TO DO -
Print the lines from the very first one down through the line containing "60], [161, 56]]", character for character, including both of those lines and nothing past them.

DATA FOR THIS TASK -

.....

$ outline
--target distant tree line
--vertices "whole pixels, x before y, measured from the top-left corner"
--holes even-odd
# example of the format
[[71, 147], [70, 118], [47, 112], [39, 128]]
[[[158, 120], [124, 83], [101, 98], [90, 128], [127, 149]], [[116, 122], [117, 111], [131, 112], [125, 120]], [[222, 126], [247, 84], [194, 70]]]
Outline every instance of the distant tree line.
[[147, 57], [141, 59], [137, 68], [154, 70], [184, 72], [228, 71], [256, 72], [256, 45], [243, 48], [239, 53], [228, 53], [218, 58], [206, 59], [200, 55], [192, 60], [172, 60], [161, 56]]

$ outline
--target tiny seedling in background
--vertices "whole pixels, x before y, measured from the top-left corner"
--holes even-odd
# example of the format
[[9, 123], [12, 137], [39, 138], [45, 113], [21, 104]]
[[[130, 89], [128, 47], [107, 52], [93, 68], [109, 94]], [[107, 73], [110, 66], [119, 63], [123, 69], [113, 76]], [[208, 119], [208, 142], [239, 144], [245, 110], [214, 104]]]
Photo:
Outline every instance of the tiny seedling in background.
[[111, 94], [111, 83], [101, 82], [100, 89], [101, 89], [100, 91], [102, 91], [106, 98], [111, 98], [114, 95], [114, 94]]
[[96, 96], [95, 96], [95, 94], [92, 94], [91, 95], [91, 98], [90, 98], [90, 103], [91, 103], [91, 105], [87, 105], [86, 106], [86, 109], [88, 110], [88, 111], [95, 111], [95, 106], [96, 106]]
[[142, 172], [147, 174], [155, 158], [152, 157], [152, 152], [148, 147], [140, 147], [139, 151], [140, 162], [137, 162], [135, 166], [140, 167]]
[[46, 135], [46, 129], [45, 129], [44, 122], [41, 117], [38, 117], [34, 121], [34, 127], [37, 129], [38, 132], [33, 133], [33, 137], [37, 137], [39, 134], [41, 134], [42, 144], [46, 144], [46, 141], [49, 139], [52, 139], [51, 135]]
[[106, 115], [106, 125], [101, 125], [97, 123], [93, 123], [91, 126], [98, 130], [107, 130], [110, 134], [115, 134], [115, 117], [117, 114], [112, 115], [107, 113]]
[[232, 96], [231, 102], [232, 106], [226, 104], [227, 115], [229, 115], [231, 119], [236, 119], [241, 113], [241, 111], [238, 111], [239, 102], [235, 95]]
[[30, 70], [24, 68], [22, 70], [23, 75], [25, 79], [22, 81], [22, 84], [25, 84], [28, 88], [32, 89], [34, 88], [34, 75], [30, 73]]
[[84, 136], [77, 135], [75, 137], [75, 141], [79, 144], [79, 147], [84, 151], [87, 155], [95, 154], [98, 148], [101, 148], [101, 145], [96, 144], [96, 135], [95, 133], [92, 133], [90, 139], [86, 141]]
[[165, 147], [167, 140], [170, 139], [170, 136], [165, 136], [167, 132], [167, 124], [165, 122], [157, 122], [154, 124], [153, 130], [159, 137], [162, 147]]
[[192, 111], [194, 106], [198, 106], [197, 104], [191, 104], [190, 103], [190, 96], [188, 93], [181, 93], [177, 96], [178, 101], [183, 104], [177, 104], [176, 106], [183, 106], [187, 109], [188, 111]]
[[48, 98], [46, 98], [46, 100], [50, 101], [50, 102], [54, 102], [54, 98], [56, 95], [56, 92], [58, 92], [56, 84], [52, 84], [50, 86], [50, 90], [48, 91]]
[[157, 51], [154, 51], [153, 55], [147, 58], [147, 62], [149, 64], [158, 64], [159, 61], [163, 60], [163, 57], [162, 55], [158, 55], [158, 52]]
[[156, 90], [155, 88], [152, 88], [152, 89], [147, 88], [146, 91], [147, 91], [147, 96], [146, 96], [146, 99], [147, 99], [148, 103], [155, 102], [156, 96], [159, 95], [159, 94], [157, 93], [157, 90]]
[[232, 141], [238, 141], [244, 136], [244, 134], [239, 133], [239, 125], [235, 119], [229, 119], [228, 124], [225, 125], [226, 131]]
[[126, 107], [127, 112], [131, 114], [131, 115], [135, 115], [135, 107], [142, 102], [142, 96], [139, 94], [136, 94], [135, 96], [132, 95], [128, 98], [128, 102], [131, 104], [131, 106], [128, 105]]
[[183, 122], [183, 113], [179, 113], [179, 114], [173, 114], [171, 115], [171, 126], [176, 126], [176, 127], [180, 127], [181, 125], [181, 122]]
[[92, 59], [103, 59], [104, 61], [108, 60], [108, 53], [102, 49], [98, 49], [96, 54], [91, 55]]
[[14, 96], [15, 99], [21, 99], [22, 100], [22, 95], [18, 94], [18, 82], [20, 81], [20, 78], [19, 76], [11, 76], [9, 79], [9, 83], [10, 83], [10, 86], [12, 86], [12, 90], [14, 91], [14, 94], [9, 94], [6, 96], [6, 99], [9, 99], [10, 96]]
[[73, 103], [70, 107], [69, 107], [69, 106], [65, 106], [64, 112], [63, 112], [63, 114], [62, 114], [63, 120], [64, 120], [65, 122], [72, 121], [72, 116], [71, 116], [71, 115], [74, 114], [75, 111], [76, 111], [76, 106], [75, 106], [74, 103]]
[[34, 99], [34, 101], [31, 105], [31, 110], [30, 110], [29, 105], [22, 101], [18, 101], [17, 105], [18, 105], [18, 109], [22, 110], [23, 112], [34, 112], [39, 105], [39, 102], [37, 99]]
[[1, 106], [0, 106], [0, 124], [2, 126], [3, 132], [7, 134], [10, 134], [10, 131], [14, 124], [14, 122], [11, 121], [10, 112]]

.....

ANSWER -
$ outline
--target distant tree line
--vertices "whole pixels, x before y, measured from the top-left corner"
--holes even-odd
# example of the format
[[71, 147], [70, 118], [47, 112], [39, 128]]
[[[158, 120], [124, 83], [101, 98], [90, 128], [127, 149]], [[116, 122], [117, 111], [131, 112], [125, 120]], [[222, 126], [247, 84], [194, 70]]]
Outline every instance of the distant tree line.
[[147, 57], [141, 59], [137, 68], [154, 70], [184, 72], [228, 71], [256, 72], [256, 45], [243, 48], [239, 53], [228, 53], [218, 58], [206, 59], [200, 55], [192, 60], [172, 60], [161, 56]]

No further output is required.